• _CONSIGNES DES TÂCHES_:
A: Dans le texte sur la préservation des forêts tropicales, reprenez le passage qui commence aux mots "Les peuples autochtones" et s'arrête après "d’autre sur Terre.", en substituant "communautés autochtones" à "peuples autochtones".
B: Poursuivez le texte sur la préservation des forêts tropicales à la suite de sa dernière phrase.

• _PASSAGE SÉLECTIONNÉ_:
++++
La forêt alliée pour préserver une planète vivable

Impossible d’assumer le défi planétaire global de préservation de notre maison “ terre ” sans tenter de sauvegarder les dernières forêts tropicales et sans veiller aux droits des communautés locales. Les forêts primaires tropicales sont la priorité absolue, car elles procurent un habitat à 80 pour cent des espèces d’amphibiens, 75 pour cent des espèces d’oiseaux et 68 pour cent des espèces de mammifères. La préservation des services écosystémiques de la forêt congolaise est vitale pour tous.

Les peuples autochtones co-existent depuis des millénaires en harmonie avec les forêts, les savanes, les lacs et les déserts. Parce qu’ils se trouvent dans des endroits du monde où l’impact de la crise climatique et de la perte de biodiversité est le plus marqué, où leurs cultures et leurs vies dépendent largement ou exclusivement de l’environnement naturel, ils sont plus vulnérables que n’importe qui d’autre sur Terre.
++++
• _DONNÉES AFFICHÉES_:

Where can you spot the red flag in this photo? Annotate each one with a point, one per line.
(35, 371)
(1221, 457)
++++
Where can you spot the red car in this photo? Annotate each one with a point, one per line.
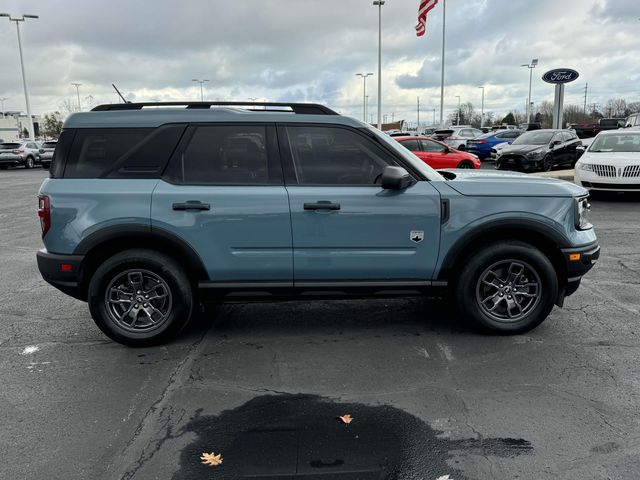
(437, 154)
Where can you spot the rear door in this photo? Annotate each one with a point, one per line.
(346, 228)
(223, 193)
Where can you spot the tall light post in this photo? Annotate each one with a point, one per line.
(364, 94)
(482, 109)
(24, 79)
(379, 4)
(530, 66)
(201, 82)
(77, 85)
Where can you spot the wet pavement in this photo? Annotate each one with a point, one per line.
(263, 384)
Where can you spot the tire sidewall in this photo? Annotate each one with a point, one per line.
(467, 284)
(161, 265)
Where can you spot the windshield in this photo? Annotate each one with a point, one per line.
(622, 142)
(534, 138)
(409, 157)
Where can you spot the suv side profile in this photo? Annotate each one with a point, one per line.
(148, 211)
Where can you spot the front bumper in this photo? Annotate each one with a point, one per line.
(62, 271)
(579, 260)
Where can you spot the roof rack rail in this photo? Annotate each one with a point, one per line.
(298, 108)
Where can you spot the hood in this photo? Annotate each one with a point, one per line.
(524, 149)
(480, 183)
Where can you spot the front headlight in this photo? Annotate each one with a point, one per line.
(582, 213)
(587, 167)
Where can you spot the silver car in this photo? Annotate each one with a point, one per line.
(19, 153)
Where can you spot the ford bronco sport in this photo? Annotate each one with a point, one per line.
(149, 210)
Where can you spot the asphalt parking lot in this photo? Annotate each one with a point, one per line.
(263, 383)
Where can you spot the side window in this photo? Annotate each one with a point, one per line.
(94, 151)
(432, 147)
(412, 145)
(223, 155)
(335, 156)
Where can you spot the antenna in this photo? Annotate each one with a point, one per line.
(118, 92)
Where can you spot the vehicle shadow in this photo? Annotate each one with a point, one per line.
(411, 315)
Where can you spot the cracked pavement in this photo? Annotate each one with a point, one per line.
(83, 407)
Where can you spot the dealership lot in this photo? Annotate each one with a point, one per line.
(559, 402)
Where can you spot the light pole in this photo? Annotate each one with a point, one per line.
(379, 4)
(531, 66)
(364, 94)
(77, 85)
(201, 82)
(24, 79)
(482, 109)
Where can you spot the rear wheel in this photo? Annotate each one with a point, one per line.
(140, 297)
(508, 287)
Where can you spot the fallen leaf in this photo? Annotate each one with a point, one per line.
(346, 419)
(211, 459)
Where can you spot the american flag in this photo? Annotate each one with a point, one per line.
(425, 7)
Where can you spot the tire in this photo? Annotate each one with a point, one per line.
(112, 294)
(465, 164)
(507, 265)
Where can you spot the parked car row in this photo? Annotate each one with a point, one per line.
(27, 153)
++++
• _RÉPONSES FINALES_:
A:
Les communautés autochtones co-existent depuis des millénaires en harmonie avec les forêts, les savanes, les lacs et les déserts. Parce qu’ils se trouvent dans des endroits du monde où l’impact de la crise climatique et de la perte de biodiversité est le plus marqué, où leurs cultures et leurs vies dépendent largement ou exclusivement de l’environnement naturel, ils sont plus vulnérables que n’importe qui d’autre sur Terre.

B:
La forêt peut être notre meilleure alliée pour préserver une planète vivable, mais seulement si nous la laissons faire : il nous faut juste reconnaître, humblement, que nous les hommes, nous ne sommes pas capables de créer des forêts ; tout au plus nous pouvons créer des plantations … Les arbres sont créateurs de leur environnement : ils réagissent en cas de menaces. Partout où nous lui en laissons la possibilité, la forêt opère un retour rapide et puissant; on appelle cela la régénération naturelle des paysages forestiers qui s’opère par la mise en défens (soit la protection contre le feu) des espaces forestiers dégradés que l’on souhaite voir se régénérer. Cette pratique se réalise autour de la biosphère de Luki au Kongo central sur une superficie de 8000 ha et donne lieu à des contrats de paiements pour services environnementaux qui récompensent les communautés sur leurs terroirs.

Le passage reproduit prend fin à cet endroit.